▶ **Quoted passage**
══════════

The intention of this benchmark is to measure events delivery
bandwidth: N threads produce events and 1 thread consumes events
calling epoll_wait(2).

Benchmark does measurements for 8, 16, 32, 64 and 128 threads in
a loop.

This one differs from epoll-wait-1pmc in that it produces events
from many threads and consumes from one, thus mp1c (many producers
1 consumer).

Signed-off-by: Roman Penyaev <rpenyaev@suse.de>
Cc: Arnaldo Carvalho de Melo <acme@redhat.com>
Cc: Andrew Morton <akpm@linux-foundation.org>
Cc: Davidlohr Bueso <dbueso@suse.de>
Cc: Jason Baron <jbaron@akamai.com>
Cc: linux-kernel@vger.kernel.org
---
 tools/perf/bench/Build             |   1 +
 tools/perf/bench/bench.h           |   1 +
 tools/perf/bench/epoll-wait-mp1c.c | 175 +++++++++++++++++++++++++++++
 tools/perf/builtin-bench.c         |   1 +
 4 files changed, 178 insertions(+)

══════════

▶ **Dataset excerpt**
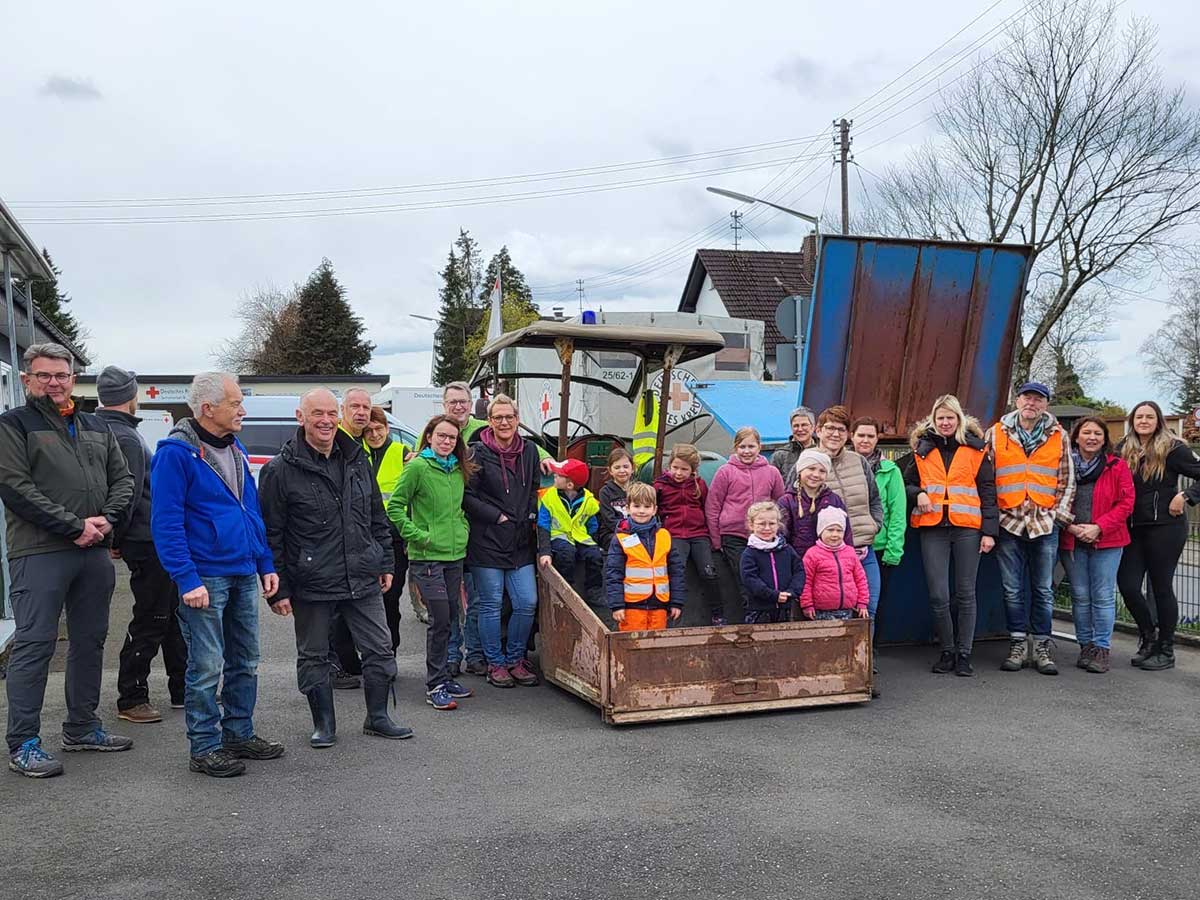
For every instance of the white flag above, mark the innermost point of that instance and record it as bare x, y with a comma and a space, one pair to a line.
495, 324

══════════

▶ **Goals**
A: Answer these questions from the patch description:
(i) How many threads consume events in this benchmark?
(ii) For which thread counts does the benchmark take measurements?
(iii) How many files does the patch change?
B: Reproduce the part of the patch description that opens with the words containing "The intention of" and closes with "1 consumer).".
The material placed after the patch description stands on its own and is not part of it.

▶ **Outputs for the tasks**
A:
(i) One thread, calling epoll_wait(2).
(ii) 8, 16, 32, 64 and 128 threads.
(iii) Four files.

B:
The intention of this benchmark is to measure events delivery
bandwidth: N threads produce events and 1 thread consumes events
calling epoll_wait(2).

Benchmark does measurements for 8, 16, 32, 64 and 128 threads in
a loop.

This one differs from epoll-wait-1pmc in that it produces events
from many threads and consumes from one, thus mp1c (many producers
1 consumer).